**Data excerpts**
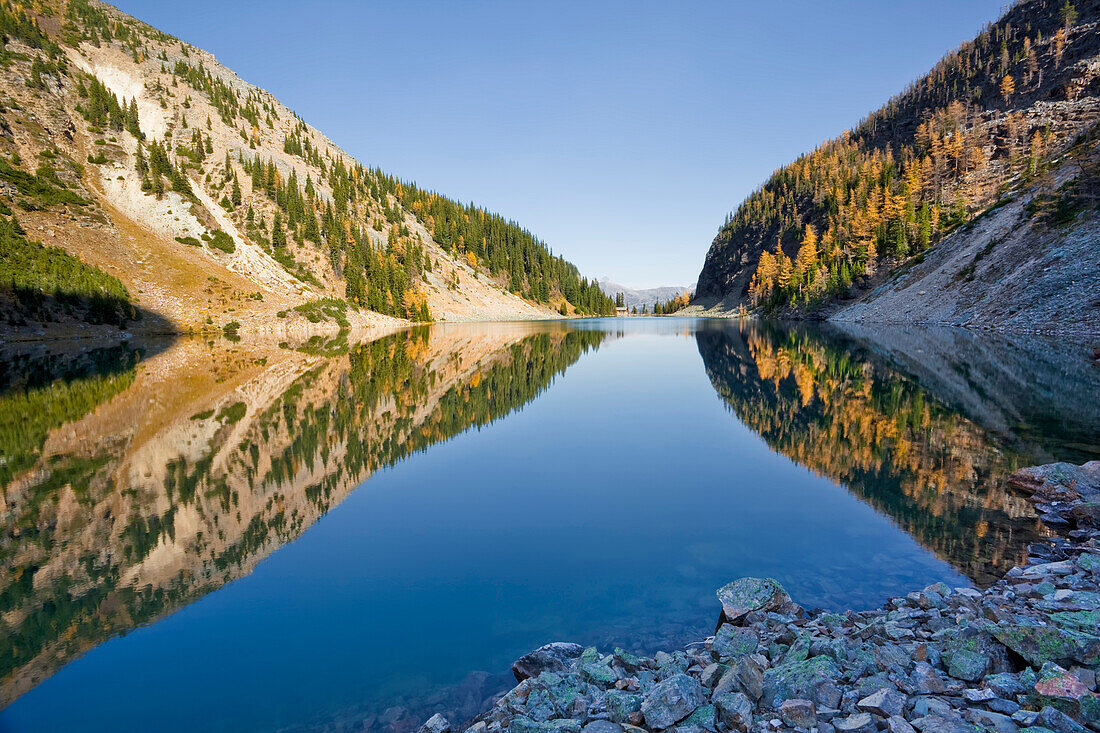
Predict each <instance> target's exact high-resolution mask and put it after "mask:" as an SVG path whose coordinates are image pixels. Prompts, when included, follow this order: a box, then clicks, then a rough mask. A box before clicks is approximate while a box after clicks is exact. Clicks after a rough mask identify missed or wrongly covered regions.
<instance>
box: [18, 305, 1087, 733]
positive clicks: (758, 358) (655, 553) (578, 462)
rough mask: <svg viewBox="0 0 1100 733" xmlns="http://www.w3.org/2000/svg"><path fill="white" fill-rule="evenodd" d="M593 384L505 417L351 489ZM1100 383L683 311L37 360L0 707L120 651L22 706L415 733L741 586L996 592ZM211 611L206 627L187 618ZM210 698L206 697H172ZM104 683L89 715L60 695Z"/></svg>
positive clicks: (938, 334) (29, 695)
mask: <svg viewBox="0 0 1100 733" xmlns="http://www.w3.org/2000/svg"><path fill="white" fill-rule="evenodd" d="M613 343H614V346H612V344H613ZM596 349H599V358H598V359H588V360H584V362H583V364H582V363H579V361H580V358H581V355H582V354H584V353H586V352H592V351H594V350H596ZM1079 351H1080V353H1078V352H1079ZM700 355H701V357H702V361H703V366H704V369H705V373H704V370H701V369H700V363H698V358H700ZM574 364H575V365H574ZM566 369H569V370H570V376H569V379H566V380H562V381H561V383H560V384H559V385H558V386H557V387H555V390H554V391H553V392H552V393H548V394H546V395H544V396H543V397H542V398H541V400H539V401H538V404H537V405H532V407H531V409H529V411H525V414H524V415H513V417H510V418H509V420H508V422H507V424H506V425H507V428H508V429H507V430H503V429H500V428H503V427H505V426H504V425H502V426H497V428H496V429H492V428H491V429H487V430H485V433H484V434H481V435H470V436H466V437H465V438H462V439H458V440H454V441H451V445H450V446H440V447H438V448H437V449H434V450H433V451H432V452H431V455H430V456H421V457H419V458H418V459H417V460H414V461H405V462H403V463H401V467H400V468H399V469H395V471H392V472H389V475H388V477H387V475H375V477H374V478H373V479H372V481H371V483H370V484H368V486H371V491H370V492H365V493H364V492H357V493H356V494H355V496H351V497H350V496H349V495H350V494H351V493H352V492H353V490H354V489H355V488H356V486H359V485H360V484H362V483H363V481H364V480H365V479H366V478H367V477H371V475H372V474H375V473H377V472H378V470H379V469H382V468H385V467H389V466H394V464H395V463H397V462H399V461H401V459H404V458H406V457H408V456H410V455H412V453H416V452H418V451H423V450H426V449H427V448H429V447H430V446H433V445H438V444H440V442H441V441H444V440H448V439H449V438H451V437H453V436H458V435H459V434H461V433H463V431H466V430H467V429H470V428H480V427H482V426H488V425H489V424H491V423H493V422H495V420H498V419H499V418H503V417H504V416H506V415H509V414H513V413H515V412H516V411H517V409H518V408H519V407H521V406H524V405H527V404H528V403H531V402H532V401H535V400H536V397H538V396H539V395H540V394H542V393H543V392H544V391H546V390H547V387H548V385H550V384H551V383H552V382H553V381H554V379H555V376H557V375H559V374H561V373H563V372H564V371H565V370H566ZM715 391H716V392H717V394H718V396H719V397H720V402H719V400H716V398H715ZM1098 392H1100V370H1096V369H1095V368H1093V366H1091V365H1090V364H1089V363H1088V359H1087V358H1086V350H1084V349H1081V348H1078V347H1077V346H1074V344H1068V346H1067V344H1058V343H1052V342H1048V341H1045V340H1042V339H1025V338H1012V339H1008V338H993V337H979V336H975V335H968V333H965V332H959V331H916V330H914V331H889V332H864V331H858V330H850V331H846V332H842V331H837V330H835V329H822V328H814V327H801V328H781V327H777V326H767V325H751V324H745V325H738V324H736V322H729V321H693V320H681V319H658V320H652V319H603V320H592V321H580V322H554V324H532V325H516V324H510V325H467V326H450V327H442V326H437V327H433V328H417V329H410V330H406V331H400V332H397V333H393V335H389V336H386V337H383V338H379V339H375V340H373V341H370V342H362V343H356V342H353V341H350V340H349V338H348V335H346V333H340V335H337V336H328V337H316V338H312V339H309V340H307V341H304V342H301V343H284V344H277V343H266V342H249V341H244V342H240V343H231V342H228V341H224V340H215V341H207V340H195V339H185V340H180V341H178V342H176V343H173V344H171V346H169V344H144V346H140V347H117V348H113V349H100V350H94V351H90V352H74V353H70V354H41V353H34V354H31V355H20V357H13V358H9V359H5V360H3V364H2V366H0V441H2V445H0V449H2V462H0V485H2V486H3V492H2V494H3V495H2V500H3V504H2V511H3V516H4V524H3V528H2V529H0V553H2V555H3V562H2V565H0V625H2V628H0V631H2V635H0V680H2V681H0V703H2V704H7V703H10V702H11V701H12V700H14V699H15V698H18V697H20V696H21V694H23V693H24V692H26V691H27V690H30V689H32V688H34V687H35V686H37V685H40V682H42V681H43V680H45V679H46V678H48V677H51V676H52V675H54V672H55V671H56V670H58V669H59V668H61V667H62V666H64V665H66V664H67V663H68V661H70V660H72V659H74V658H75V657H77V656H79V655H81V654H83V653H84V652H86V650H88V649H90V648H91V647H95V646H97V645H99V646H100V648H98V649H96V652H94V653H91V654H88V655H86V656H85V657H84V658H83V659H80V660H79V661H77V663H75V664H73V665H69V666H68V667H67V668H66V669H65V670H64V671H63V672H62V674H58V675H56V676H54V677H53V679H51V680H50V681H48V682H46V683H44V685H41V686H40V687H38V689H36V690H34V692H33V693H31V694H26V696H24V697H23V698H22V699H21V700H20V701H19V702H18V703H17V704H14V705H11V707H10V708H9V709H8V710H7V711H4V715H2V716H0V726H4V723H9V724H10V725H11V726H12V729H13V730H47V729H50V727H51V725H50V723H51V722H53V723H55V725H54V727H58V729H59V727H64V726H65V725H66V724H67V725H68V726H70V727H72V726H73V725H74V724H79V726H81V727H87V729H89V730H117V729H118V727H120V726H121V727H125V726H127V725H124V724H123V725H120V724H119V722H118V720H116V718H114V711H111V710H107V709H105V710H100V709H99V707H101V705H102V707H103V708H107V705H106V704H105V703H103V702H102V701H105V700H117V699H118V698H119V694H118V689H117V687H118V686H122V687H123V688H124V694H125V696H127V697H128V698H129V697H130V696H132V699H130V700H129V702H128V713H129V714H130V715H132V716H131V718H129V719H127V720H129V721H131V722H134V721H139V720H140V721H141V722H142V723H146V722H150V720H151V719H150V716H151V715H153V714H160V713H162V712H163V711H165V710H167V709H168V708H173V710H174V713H173V714H174V716H173V718H171V719H168V718H165V719H164V720H161V719H157V720H156V723H157V725H158V726H160V727H163V729H164V730H189V729H193V727H194V726H195V724H196V723H199V724H200V725H206V726H208V727H217V726H220V727H221V729H223V730H245V729H249V730H266V729H271V727H276V726H279V725H282V726H286V725H290V726H296V727H297V729H298V730H313V729H328V727H332V726H357V727H360V729H367V730H374V731H379V732H381V731H385V732H387V733H396V732H399V731H405V730H408V729H415V727H416V726H417V725H418V724H419V723H420V722H422V720H423V718H425V716H426V713H430V712H432V711H433V710H436V709H440V710H445V711H447V712H448V713H449V716H450V718H451V719H452V720H459V719H461V718H463V716H464V715H470V714H473V713H474V712H476V711H477V710H480V709H481V708H483V707H484V705H485V704H486V700H487V699H488V697H489V696H491V694H493V693H494V692H496V691H498V690H499V689H502V688H503V687H504V686H505V685H507V682H508V676H507V664H508V661H509V660H510V659H511V658H514V657H515V656H518V654H521V653H522V652H525V650H527V649H529V648H530V647H531V646H535V645H537V644H540V643H543V642H546V641H548V639H550V638H555V637H566V638H573V639H577V641H582V642H585V643H597V644H601V645H602V646H612V645H623V646H625V647H628V648H631V649H635V650H639V652H652V650H654V649H656V648H660V647H665V646H670V645H675V644H680V643H683V642H686V641H690V639H693V638H696V637H697V636H698V635H700V634H702V633H706V631H708V630H713V622H714V601H713V597H712V593H713V589H714V588H716V587H717V586H718V584H720V583H722V582H725V581H727V580H729V579H730V578H733V577H737V576H741V575H772V576H775V577H778V578H780V579H781V580H782V581H783V582H784V584H785V586H787V587H788V588H789V589H790V590H791V591H792V593H794V594H795V598H796V599H798V600H799V601H801V602H803V603H806V604H810V605H827V606H833V608H837V609H839V608H849V606H856V608H859V606H866V605H873V604H877V603H880V602H881V600H882V599H884V598H886V597H887V595H888V594H893V593H898V592H905V591H908V590H910V589H911V588H912V587H913V584H914V583H924V582H932V581H933V580H945V581H949V582H956V583H961V582H966V580H965V578H963V577H961V576H959V575H958V572H960V573H963V576H966V577H967V578H969V579H971V580H972V581H975V582H977V583H986V582H989V581H990V580H991V579H993V578H994V577H997V576H998V575H999V573H1000V572H1002V571H1003V570H1004V568H1005V567H1007V566H1009V565H1012V564H1014V562H1016V561H1019V559H1020V558H1021V557H1022V556H1023V553H1024V547H1025V545H1026V544H1027V543H1029V541H1031V540H1032V539H1034V538H1035V537H1036V536H1037V535H1038V532H1040V528H1038V526H1037V525H1036V523H1035V519H1034V516H1033V514H1032V512H1031V510H1030V507H1029V506H1027V504H1026V503H1025V502H1024V501H1022V500H1021V499H1020V497H1016V496H1014V495H1011V494H1009V493H1007V492H1005V490H1004V485H1003V481H1002V479H1003V477H1004V474H1005V473H1007V472H1009V471H1011V470H1013V469H1014V468H1016V467H1018V466H1022V464H1030V463H1035V462H1044V461H1049V460H1055V459H1069V460H1084V459H1087V458H1095V457H1097V455H1098V453H1100V449H1098V446H1100V435H1098V430H1100V415H1098V409H1100V407H1098V405H1097V404H1095V401H1093V402H1090V401H1088V400H1085V398H1081V396H1082V395H1089V394H1096V393H1098ZM727 407H728V408H729V409H731V411H733V414H734V417H736V419H731V417H730V415H729V413H728V412H727V409H726V408H727ZM531 413H535V415H533V416H532V415H531ZM757 436H759V437H757ZM760 438H762V439H763V440H764V441H766V442H767V447H766V446H763V445H760ZM459 444H461V445H462V449H463V451H465V453H466V455H458V453H456V446H458V445H459ZM769 448H770V451H769ZM451 449H455V450H451ZM771 451H774V453H779V455H778V456H777V455H774V453H773V452H771ZM788 459H790V460H788ZM792 461H793V462H792ZM802 467H806V468H809V469H811V470H812V471H813V472H814V473H816V474H817V475H816V477H815V475H812V474H811V473H810V472H807V471H805V470H804V469H803V468H802ZM396 471H404V473H401V475H399V477H398V475H395V473H396ZM390 477H393V478H394V480H393V481H387V479H388V478H390ZM854 497H855V499H854ZM345 499H346V501H344V500H345ZM857 499H858V500H859V501H856V500H857ZM338 504H341V511H340V512H331V514H330V515H329V516H328V517H327V518H326V519H324V522H323V523H318V519H319V518H320V517H321V516H322V515H324V514H326V513H329V512H330V510H332V508H333V507H334V506H337V505H338ZM868 506H870V507H872V508H873V511H871V510H870V508H868ZM882 517H887V519H889V521H887V519H883V518H882ZM891 523H893V524H891ZM315 524H316V525H317V526H316V529H315V532H312V533H310V535H309V536H307V537H300V536H301V535H303V534H304V533H305V530H306V529H307V528H309V527H311V526H313V525H315ZM898 527H900V528H901V529H903V530H904V533H902V532H899V529H898ZM905 533H908V534H905ZM299 537H300V539H299ZM295 539H298V541H294V543H293V544H290V546H289V547H286V549H284V550H283V551H282V553H278V554H277V555H275V556H274V557H271V559H270V560H267V561H266V562H265V564H264V567H263V568H261V569H257V570H256V571H255V572H252V571H253V570H254V569H256V566H257V565H259V564H260V562H261V560H263V559H264V558H267V557H268V556H271V555H272V554H273V553H274V550H276V549H277V548H279V547H283V546H285V545H287V544H288V543H292V540H295ZM913 539H915V540H916V543H920V545H917V544H916V543H914V541H913ZM922 545H923V548H922V547H921V546H922ZM924 548H927V549H924ZM928 550H932V551H931V553H930V551H928ZM932 553H935V556H933V554H932ZM936 556H938V558H941V559H939V560H937V559H936ZM948 564H949V565H948ZM956 570H957V571H958V572H956ZM250 573H251V575H250ZM243 576H249V578H248V579H245V580H242V581H240V582H237V583H233V584H232V586H231V587H226V586H227V583H229V582H230V581H233V580H235V579H239V578H242V577H243ZM219 589H221V590H220V592H218V593H212V591H216V590H219ZM202 597H208V598H206V599H205V600H204V601H201V602H198V603H193V602H194V601H197V600H198V599H200V598H202ZM257 599H262V600H257ZM218 600H220V601H219V602H220V604H221V605H220V606H219V613H217V614H213V616H215V617H213V619H212V620H210V619H206V620H202V619H196V615H201V614H198V612H196V613H193V614H190V615H189V614H188V612H193V611H196V609H198V608H200V606H204V604H207V608H209V604H210V602H211V601H218ZM185 606H187V610H186V611H184V612H180V613H177V614H175V616H174V617H173V619H172V620H171V621H172V622H176V623H175V624H173V625H171V628H168V627H166V623H167V622H166V620H165V619H164V617H165V616H166V615H168V614H172V613H173V612H175V611H177V610H179V609H184V608H185ZM256 608H263V609H265V610H267V609H274V610H273V611H271V613H270V614H268V615H266V616H265V617H263V619H260V617H257V616H255V615H253V614H254V611H255V609H256ZM440 608H445V613H440V611H439V609H440ZM319 620H323V623H321V622H320V621H319ZM154 622H160V623H155V624H154ZM151 624H152V627H150V628H145V630H142V632H143V633H142V634H134V635H132V636H130V637H129V638H127V639H116V642H111V643H109V644H102V642H105V641H106V639H108V638H111V637H114V636H119V635H120V634H127V633H128V632H130V631H132V630H135V628H138V627H140V626H143V625H151ZM139 635H141V638H140V639H139V638H135V637H136V636H139ZM211 637H216V638H218V639H219V642H218V644H217V645H215V646H216V647H217V648H212V649H211V650H210V652H209V653H208V654H209V655H210V656H204V654H201V653H199V654H190V650H191V647H195V646H196V645H199V644H205V643H207V641H208V639H209V638H211ZM245 637H246V638H245ZM273 639H275V642H273ZM395 639H397V641H395ZM123 642H132V644H129V645H124V644H121V643H123ZM112 645H113V646H112ZM338 647H339V648H338ZM105 652H111V653H112V654H113V655H114V656H111V654H105ZM128 654H131V655H135V656H136V657H141V658H142V659H144V658H146V657H147V658H149V659H153V660H156V661H158V663H160V664H158V666H157V672H158V677H157V678H156V679H155V680H151V681H149V682H147V683H146V682H145V680H144V679H142V676H141V674H140V670H139V669H136V667H138V663H134V661H132V659H131V658H130V657H128V656H127V655H128ZM97 655H98V656H97ZM320 658H323V660H324V664H323V665H319V664H318V660H319V659H320ZM150 664H156V663H152V661H151V663H150ZM169 667H171V668H172V669H169ZM307 667H308V668H310V669H311V675H310V676H309V678H308V679H299V678H296V677H293V676H294V670H295V669H300V668H307ZM176 668H178V669H176ZM478 669H480V670H487V671H473V672H472V670H478ZM75 670H76V671H75ZM471 672H472V674H471ZM66 675H68V677H66ZM112 677H119V678H124V679H120V680H119V681H117V682H116V681H113V680H112ZM112 686H114V687H112ZM184 688H186V690H187V694H188V697H189V698H193V699H194V700H195V701H196V703H197V704H196V708H197V709H198V710H206V711H208V714H207V716H206V718H194V716H190V715H189V714H188V711H186V710H184V711H180V710H176V708H178V705H174V704H173V703H174V701H175V697H174V696H175V694H176V691H178V690H182V689H184ZM227 694H229V696H230V697H231V698H232V699H231V700H230V701H229V702H227V701H226V699H224V696H227ZM76 696H83V698H81V699H83V700H84V704H83V705H80V704H76V703H74V704H75V705H76V708H79V709H80V715H81V716H75V715H69V716H66V715H64V714H62V713H59V712H58V705H57V704H56V702H57V700H61V699H64V700H73V699H74V698H75V697H76ZM276 708H278V709H277V710H276ZM134 711H136V712H134ZM142 711H144V713H143V712H142ZM151 711H155V712H151ZM142 714H145V715H146V716H145V718H141V715H142ZM232 715H235V719H234V718H231V716H232ZM264 715H266V718H264ZM11 721H17V722H14V723H12V722H11ZM20 723H22V726H20ZM213 723H217V724H218V725H213ZM134 724H135V725H136V724H138V723H134Z"/></svg>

**Try it**
Once you find the line with "positive clicks: (758, 358)" above, print it and every line after it up to and including the line with "rough mask: <svg", exactly as written and nothing else.

**Solution for this exercise**
positive clicks: (758, 358) (655, 553) (578, 462)
rough mask: <svg viewBox="0 0 1100 733" xmlns="http://www.w3.org/2000/svg"><path fill="white" fill-rule="evenodd" d="M593 384L505 417L351 489ZM1100 383L683 311L37 360L0 707L120 651L22 706L415 733L741 586L996 592ZM211 611L206 627L187 618ZM210 698L206 697H172ZM104 683L89 715L60 695Z"/></svg>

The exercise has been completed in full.